### Texto de origem:

* * *

1 – INTRODUÇÃO – DO CONTRATO DE DOAÇÃO.

             Iniciando o estudo em tela, cabe a citação do artigo 538 do Código Civil brasileiro, que traz o conceito de doação:

            "Considera-se doação o contrato em que uma pessoa, por liberalidade, transfere do seu patrimônio bens ou vantagens para o de outra".

            Esmiuçando o contrato de doação, temos os ensinamentos do professor Arnaldo Rizzardo [01] sobre o tema:

            "Cuida-se de um contrato a título gratuito por excelência. Constitui um dos modos de aquisição da propriedade. Classifica-se como contrato unilateral, posto criar obrigações para uma só das partes, que é o doador".

            Além da adequação aos conceitos legais, o contrato de doação deve revestir-se das formalidades essenciais à sua validade, notadamente:

            a) artigo 548 do Código Civil (reserva para subsistência) – o doador, apesar de dispor de seu patrimônio, deve conservar meios para a sua própria subsistência.

            b) artigo 549 do Código Civil (doação da parte disponível) – o doador, tendo herdeiros necessários, não pode dispor da parte que constitui a legítima, ou seja, não pode dispor de mais de 50% (cinqüenta por cento) de seu patrimônio.

            Maiores comentários acerca da vedação do artigo 549 serão tecidos ao longo do presente estudo.


2 – DO ADIANTAMENTO DA LEGÍTIMA NO TOCANTE À DOAÇÃO EFETIVADA POR ASCENDENTES A DESCENDENTES.

* * *

### Trechos dos dados:
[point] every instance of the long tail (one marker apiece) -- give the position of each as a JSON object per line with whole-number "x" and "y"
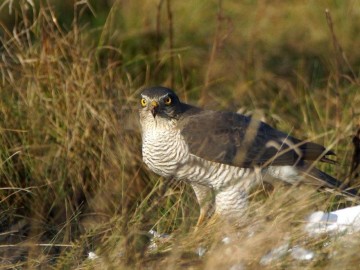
{"x": 325, "y": 180}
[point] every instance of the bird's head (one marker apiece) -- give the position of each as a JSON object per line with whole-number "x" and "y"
{"x": 159, "y": 102}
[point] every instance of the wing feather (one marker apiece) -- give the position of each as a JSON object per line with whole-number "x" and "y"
{"x": 238, "y": 140}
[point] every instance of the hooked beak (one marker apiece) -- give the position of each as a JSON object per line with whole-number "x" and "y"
{"x": 154, "y": 108}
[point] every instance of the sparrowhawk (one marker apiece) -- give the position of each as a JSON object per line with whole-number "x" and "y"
{"x": 221, "y": 154}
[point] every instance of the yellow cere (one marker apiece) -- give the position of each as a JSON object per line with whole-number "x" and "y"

* * *

### O que fazer:
1. Liste todos os artigos do Código Civil citados no texto sobre o contrato de doação.
2. Por favor, escreva a continuação do texto sobre o contrato de doação a partir do ponto em que ele termina.

### Respostas por tarefa:
1.
- Artigo 538
- Artigo 548
- Artigo 549

2.
            Conforme os ditames do artigo 544 do Código Civil brasileiro, a doação feita por ascendentes a descendentes tem o efeito de adiantamento de herança.

            Citamos, pois, os ditames do artigo 544 do Código Civil:

            "Art. 544. A doação de ascendentes a descendentes, ou de um cônjuge a outro, importa adiantamento do que lhes cabe por herança".

            Elucidando o tema e seus procedimentos, temos os ensinamentos da professora Maria Helena Diniz [02]:

            "O pai poderá fazer doação a seus filhos, que importará em adiantamento de legítima, devendo ser por isso conferida no inventário do doador, por meio de colação".

            Nesses termos, o descendente que recebe bens de seu ascendente direto, a título gratuito, deverá colacioná-los no inventário do doador, para que tal patrimônio recebido seja descontado da parte cabível no monte hereditário.

            Ressalta-se, por oportuno, que a determinação legal para efeitos de adiantamento de herança limita-se à linha direta de descendência, sendo aplicada exclusivamente entre pais e filhos.

            Elucidando o tema, temos as palavras de Silvio de Salvo Venosa [03]:

            "Toda doação feita em vida pelo autor da herança a um de seus filhos presume-se como um adiantamento de herança. Nossa lei impõe aos descendentes sucessíveis o dever de colacionar. Estão livres dessa obrigação os demais herdeiros necessários, ao contrário de outras legislações. Os netos devem colacionar, quando representarem seus pais, na herança do avô, o mesmo que seus pais teriam de conferir. Contudo, não está o neto obrigado a colacionar o que recebeu de seu avô, sendo herdeiro seu pai, e não havendo representação".

            (grifo nosso)

            Na mesma esteira do professor acima, temos o entendimento do já citado mestre Arnaldo Rizzardo [04]:

            "Presume-se adiantamento de legítima a doação levada a efeito de pai a filho".

            Assim sendo, a doação efetivada por avós a netos não importa efetivamente em adiantamento de herança.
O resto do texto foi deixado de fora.